What to do = All of the listing below must be repeated word for word. Pictures are the only thing to omit.

Input =
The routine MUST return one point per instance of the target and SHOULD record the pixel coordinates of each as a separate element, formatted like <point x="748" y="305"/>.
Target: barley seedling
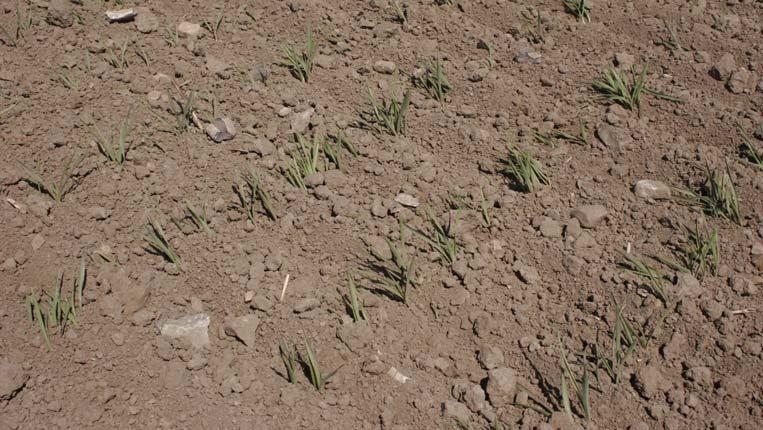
<point x="310" y="362"/>
<point x="304" y="160"/>
<point x="580" y="8"/>
<point x="432" y="80"/>
<point x="524" y="170"/>
<point x="68" y="81"/>
<point x="656" y="282"/>
<point x="718" y="196"/>
<point x="352" y="302"/>
<point x="300" y="63"/>
<point x="289" y="357"/>
<point x="249" y="190"/>
<point x="158" y="244"/>
<point x="114" y="152"/>
<point x="617" y="88"/>
<point x="395" y="275"/>
<point x="214" y="25"/>
<point x="442" y="239"/>
<point x="748" y="150"/>
<point x="56" y="188"/>
<point x="118" y="60"/>
<point x="199" y="217"/>
<point x="388" y="115"/>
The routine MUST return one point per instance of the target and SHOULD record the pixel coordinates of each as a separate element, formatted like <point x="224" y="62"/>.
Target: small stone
<point x="306" y="304"/>
<point x="407" y="200"/>
<point x="244" y="328"/>
<point x="193" y="329"/>
<point x="189" y="29"/>
<point x="221" y="129"/>
<point x="385" y="67"/>
<point x="723" y="68"/>
<point x="589" y="215"/>
<point x="650" y="189"/>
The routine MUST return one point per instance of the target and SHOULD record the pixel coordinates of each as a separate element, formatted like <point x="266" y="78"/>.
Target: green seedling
<point x="310" y="362"/>
<point x="747" y="149"/>
<point x="352" y="301"/>
<point x="442" y="239"/>
<point x="199" y="217"/>
<point x="213" y="26"/>
<point x="387" y="115"/>
<point x="116" y="152"/>
<point x="300" y="63"/>
<point x="158" y="244"/>
<point x="118" y="60"/>
<point x="59" y="309"/>
<point x="580" y="8"/>
<point x="524" y="170"/>
<point x="249" y="190"/>
<point x="56" y="188"/>
<point x="401" y="11"/>
<point x="394" y="275"/>
<point x="432" y="80"/>
<point x="655" y="282"/>
<point x="304" y="160"/>
<point x="717" y="198"/>
<point x="289" y="357"/>
<point x="617" y="88"/>
<point x="484" y="44"/>
<point x="69" y="82"/>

Output for this exercise =
The routine MUST return one point per instance of the target and SHOULD record the pixel coordinates of each as a separate element, formatted like <point x="748" y="305"/>.
Target: barley seedling
<point x="310" y="362"/>
<point x="304" y="160"/>
<point x="580" y="8"/>
<point x="432" y="80"/>
<point x="524" y="170"/>
<point x="68" y="81"/>
<point x="656" y="282"/>
<point x="718" y="196"/>
<point x="352" y="302"/>
<point x="300" y="63"/>
<point x="289" y="357"/>
<point x="249" y="190"/>
<point x="158" y="244"/>
<point x="114" y="152"/>
<point x="617" y="88"/>
<point x="395" y="275"/>
<point x="214" y="25"/>
<point x="442" y="239"/>
<point x="748" y="150"/>
<point x="56" y="188"/>
<point x="118" y="60"/>
<point x="199" y="217"/>
<point x="388" y="115"/>
The routine MUST return one point per instance of the target and SHOULD record the pixel coordinates of each as a separate element, formatted like <point x="224" y="62"/>.
Target: small stone
<point x="306" y="304"/>
<point x="407" y="200"/>
<point x="244" y="328"/>
<point x="193" y="329"/>
<point x="189" y="29"/>
<point x="221" y="129"/>
<point x="385" y="67"/>
<point x="723" y="68"/>
<point x="589" y="215"/>
<point x="650" y="189"/>
The routine MUST return one point per instance of the target and SHOULD record the pixel coordinates of each as a separate element, formatted like <point x="266" y="78"/>.
Target: green seedling
<point x="310" y="362"/>
<point x="747" y="149"/>
<point x="352" y="301"/>
<point x="442" y="239"/>
<point x="199" y="217"/>
<point x="213" y="26"/>
<point x="387" y="115"/>
<point x="116" y="152"/>
<point x="300" y="63"/>
<point x="158" y="244"/>
<point x="118" y="60"/>
<point x="59" y="309"/>
<point x="580" y="8"/>
<point x="524" y="170"/>
<point x="249" y="190"/>
<point x="56" y="188"/>
<point x="401" y="11"/>
<point x="394" y="275"/>
<point x="432" y="80"/>
<point x="655" y="282"/>
<point x="304" y="160"/>
<point x="717" y="198"/>
<point x="289" y="357"/>
<point x="617" y="88"/>
<point x="484" y="44"/>
<point x="69" y="82"/>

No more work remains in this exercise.